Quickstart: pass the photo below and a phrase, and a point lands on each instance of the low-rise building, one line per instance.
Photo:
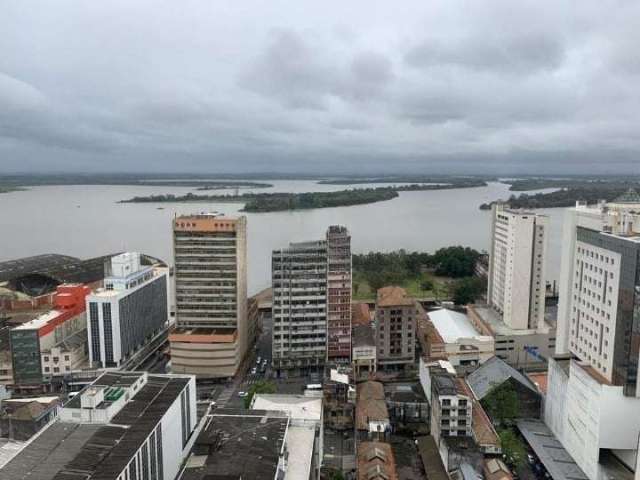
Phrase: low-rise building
(427, 369)
(497, 374)
(520, 348)
(364, 350)
(123, 426)
(305, 434)
(484, 433)
(240, 444)
(395, 328)
(54, 343)
(128, 312)
(495, 469)
(372, 416)
(360, 314)
(376, 461)
(450, 335)
(339, 401)
(21, 418)
(431, 462)
(451, 407)
(407, 403)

- - - - -

Problem to solve: Output every line of the records above as a Markdown table with the columns Row and Text, numbering the rows and skipping blank lines. Leave the pictures out.

Answer to the task:
| Row | Text |
|---|---|
| 1 | Quickstart: pass the photo below and a phrase, and a point lands on each instance of the low-rise building, one line per instance. |
| 2 | Photo: |
| 3 | Phrase: low-rise building |
| 4 | (427, 369) |
| 5 | (497, 374) |
| 6 | (520, 348) |
| 7 | (364, 350) |
| 8 | (123, 426) |
| 9 | (305, 434) |
| 10 | (484, 433) |
| 11 | (240, 444) |
| 12 | (395, 328) |
| 13 | (54, 343) |
| 14 | (128, 312) |
| 15 | (495, 469) |
| 16 | (372, 416) |
| 17 | (360, 314) |
| 18 | (376, 461) |
| 19 | (450, 335) |
| 20 | (339, 401) |
| 21 | (21, 418) |
| 22 | (431, 462) |
| 23 | (451, 407) |
| 24 | (407, 403) |